2. Research Progress of the Application of AI Algorithms

In recent years, AI algorithms have been widely applied in the petroleum industry, and are essential for industrial decision making. In this section, we provide a detailed review of the research progress of the AI algorithms in the petroleum industry.
Data models or analysis algorithms for geophysical interpretation, oil production engineering, and single well analysis are relatively mature. For the research into entire oil reservoirs, in recent years there have been many automatic history-matching algorithms based on dynamic data or physical models combined with AI algorithms. However, an overall surrogate model that is able to achieve fast prediction of reservoir performance and automatic matching of single wells is still in its preliminary stage.
History matching is an extremely important part of the reservoir simulation process. Artificial history matching requires reservoir engineers to have a rich body of experience from which to draw, and to spend large amounts of time repeatedly adjusting parameters. Hence, the automatic history matching method has become a hot research topic in oil reservoir engineering in recent years. Automatic history matching methods can be roughly divided into model space-based inversion and data space-based inversion.
Research progress of model space-based inversion algorithms: Oliver and Chen [59] produced various model based data assimilation algorithms through optimization. The random maximum likelihood (RML) method [60,61] is a sampling method that, based on the Bayesian framework, randomly perturbates the examples and then generates different models by minimizing specific objective functions [62,63]. Sampling-based methods such as reject sampling and Markov chain Monte Carlo [64,65,66] are extremely time consuming, and as a result, they are not suitable for large-scale problems. Ensemble-based data assimilation algorithms, such as the Ensemble Kalman Filter (EnKF), have been used widely in many fields [67,68,69]. EnKF is based on the Bayesian framework, and requires multiple restart operations during fitting [70]. EnKF assumes a linear relationship between the model parameters and the flow response during each update; however, for nonlinear problems, an error may occur. Ehrendorfer [71] analyzed and summarized the sampling error of the EnKF algorithm. Van Leeuwen and Evensen [72] proposed a new ensemble based ensemble smoothing algorithm (ES). In contrast to EnKF, ES does not require the simulator to be restarted and the model parameters to be updated globally at single time, and thus it runs faster than EnKF [73]. However, Emerick and Reynolds [74] found that ES only updates model parameters through one iteration, resulting in insufficient reservoir history matching. Emerick and Reynolds [75] proposed an ensemble-smoothing algorithm under multiple data assimilation (ES-MDA), which functions well in reservoir history matching. Jenni et al. [76] carried out history matching research for naturally fractured reservoirs; however, their method only generated a single posterior model, which was not able to effectively reduce the uncertainty of the reservoir prediction index.

#### [DIRECTIONS]
**A.** Decide whether each statement agrees with the review of AI in the petroleum industry: (i) sampling-based methods such as Markov chain Monte Carlo are suited to large-scale problems; (ii) ES does not require the simulator to be restarted; (iii) an overall surrogate model for fast prediction of reservoir performance is already mature. Answer yes or no for each and quote the words of the text that decide it.
**B.** Pick up the review of AI in the petroleum industry after its last sentence and continue writing it.
The listing after this passage comes from a separate source.

#### [INFORMATION SHOWN]
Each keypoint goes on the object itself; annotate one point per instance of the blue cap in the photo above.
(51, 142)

#### [TASK RESPONSES]
**A.**
(i) No: "they are not suitable for large-scale problems."
(ii) Yes: "ES does not require the simulator to be restarted."
(iii) No: "is still in its preliminary stage."

**B.**
Research progress of data space-based inversion algorithm: the SCERF research group led by Professor Jef Caers and the SFC research group led by Louis Durlofsky at Stanford University carried out pioneering work. Scheidt et al. [77] proposed an uncertainty quantification method based on prediction focused analysis (PFA) to predict pollutant concentration data. On this basis, Satija and Caers [78] proposed the standard function component analysis method to reduce the dimensions of the data and the prediction variables, thus solving the problem of PFA [79]. This method has been applied to reservoir development and pollutant concentration prediction [80]. Scheidt et al. [77] proposed a Bayesian Evidence Learning (BEL) process to reduce the uncertainty inherent in oilfield development index prediction, and finally to effectively guide oilfield development management and make decisions. He et al. [81] established an ensemble-variance analysis method to carry out quantitative analysis of uncertainty in subsurface flow problems. Sun and Durlofsky [82] proposed a new data space inversion (DSI) algorithm based on the Bayesian framework to perform a rapid quantitative analysis of the uncertainty of reservoir development index prediction. Jiang and Durlofsky [83] further proposed the DSIVC algorithm based on the DSI algorithm to avoid the problem of repeated calculation and adjustment of prior models under specific well control conditions.
The above automatic history matching method was able to effectively overcome the defects arising from the dependence on engineers’ experience and the long research cycle; however, they are not satisfactory applied in large-scale reservoirs. Methods based on model-space inversion require an a posteriori model that conforms to the observation data, and the process for generating this is complex and time consuming; the methods based on data space inversion may lead to dimension disasters when they are used to deal with high-dimensional data problems, thus decreasing the model’s prediction ability. The practicability and prediction ability of traditional automatic history matching methods have certain limitations. Hence, it is urgent to carry out research on intelligent history matching methods based on traditional models and data, cut down the research cycle time, improve the prediction accuracy of the dynamic data, obtain dynamic predictions that are more consistent with the actual production, and provide reliable models for scheme adjustment and optimization.
There has been extensive research on the development of surrogate models for subsurface flow simulation predictions, and these can be divided into two categories: physics-based methods and data-driven methods. Physics-based methods often ignore or simplify some physical or numerical aspects of the problem, such as through simplifying physics modeling, coarsening the mesh modeling, or employing reduced-order modeling based on proper orthogonal decomposition (POD) [84,85,86,87,88]. However, applying these methods in solving inverse problems presents some limitations [89,90].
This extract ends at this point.